> [What the task asks]:
The lines to copy are those in the records below that hold the word "drag".

[Records from a data collection]

#####

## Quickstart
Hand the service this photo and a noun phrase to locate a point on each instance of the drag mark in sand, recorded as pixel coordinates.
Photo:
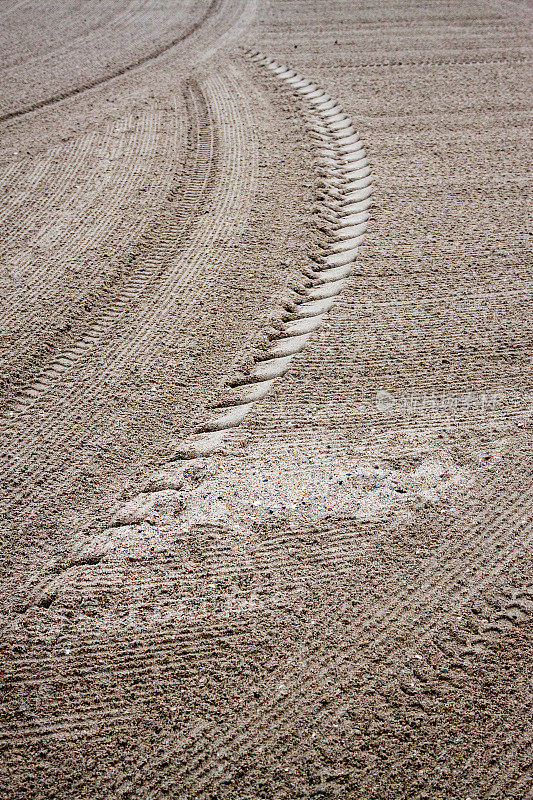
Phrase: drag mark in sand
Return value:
(346, 185)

#####

> [Exercise solution]:
Hand the service this photo and a noun phrase to locate a point on each instance of the drag mark in sand, recorded as pixel coordinates.
Phrase: drag mark in sand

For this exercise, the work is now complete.